__PROVIDED PASSAGE__
┌──
Saturday, June 13th 2015
AMD Radeon R9 Fury X Pictured Some More
Here are some of the clearest pictures of AMD's next-generation flagship graphics card, the Radeon R9 Fury X. Much like the R9 295X2, this card features an AIO liquid cooling solution. With the relocation of memory from chips surrounding the GPU to the GPU package as stacked HBM, the resulting PCB space savings translate into a card that's very compact. Under its hood is a full-coverage liquid cooling pump-block, which is plumbed to a thick 120 mm x 120 mm radiator. The card draws power from a pair of 8-pin PCIe power connectors. Display outputs include three DisplayPort 1.2a, and one HDMI 2.0.
Source:
PC Perspective
98 Comments on AMD Radeon R9 Fury X Pictured Some More
Lets be realistic, majority of people who buy Titan-X and Fury X cards buy them every year. They want best of the best, zero compromises. These kind of people don't care how future proof the card is, they just want it to perform great NOW. And Fury X will do that without any doubt.
People like me and probably you, we buy them so that they remain useful for 2, maybe 3 years and then we buy a new high end (not enthusiast!) one. For us, buying such card is a double edged thing. Yes, it's expensive, but in a long run, maybe it's not that future proof. Still, there are just few games that really need so much VRAM, 3/4 of others are happy with VRAM even at around only 2-3GB...
You are right, personally I play in 1080p and I always upgrade my card every 3rd generation. But I always buy the top card of the moment. ;)
I mean, my HD7950 just now starting to show some age in maybe 2 or 3 games. The rest still runs on max with FSAA! So, if I buy vanilla Fury or even maybe just R9-390X, I should be fine again for quite some time.
└──
__EXTRACTED RECORDS__
┌──
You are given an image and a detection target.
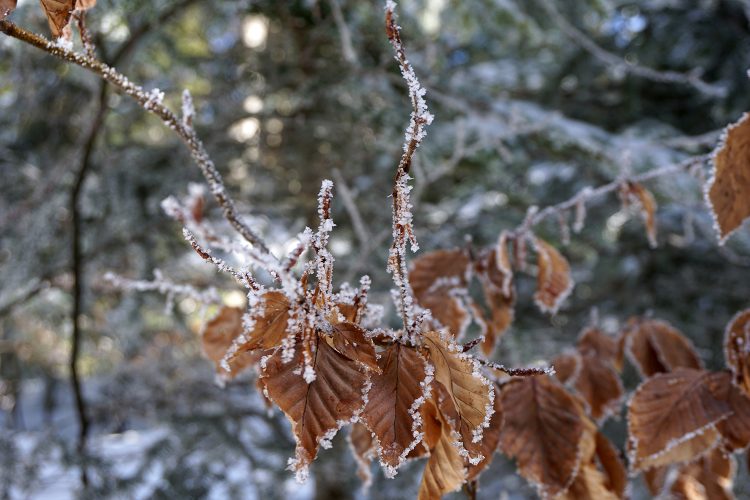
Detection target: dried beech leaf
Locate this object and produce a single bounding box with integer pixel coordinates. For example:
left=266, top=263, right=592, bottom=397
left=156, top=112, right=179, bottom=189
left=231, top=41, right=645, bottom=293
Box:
left=360, top=344, right=432, bottom=477
left=500, top=376, right=589, bottom=497
left=552, top=351, right=581, bottom=384
left=261, top=336, right=369, bottom=479
left=418, top=400, right=466, bottom=500
left=573, top=354, right=625, bottom=423
left=465, top=389, right=503, bottom=481
left=474, top=250, right=516, bottom=356
left=596, top=431, right=628, bottom=498
left=709, top=372, right=750, bottom=451
left=0, top=0, right=16, bottom=20
left=622, top=182, right=656, bottom=248
left=659, top=448, right=737, bottom=500
left=40, top=0, right=76, bottom=37
left=706, top=113, right=750, bottom=244
left=332, top=321, right=380, bottom=372
left=623, top=318, right=703, bottom=377
left=227, top=290, right=289, bottom=363
left=349, top=423, right=377, bottom=488
left=724, top=309, right=750, bottom=394
left=201, top=307, right=260, bottom=378
left=423, top=332, right=495, bottom=463
left=628, top=368, right=732, bottom=471
left=534, top=238, right=574, bottom=314
left=409, top=249, right=471, bottom=338
left=577, top=328, right=618, bottom=363
left=75, top=0, right=96, bottom=10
└──
__EXERCISE__
What radiator size does the Radeon R9 Fury X article give for the card's liquid cooling? Use only the text above for this.

__THE COMPLETED TASK__
120 mm x 120 mm.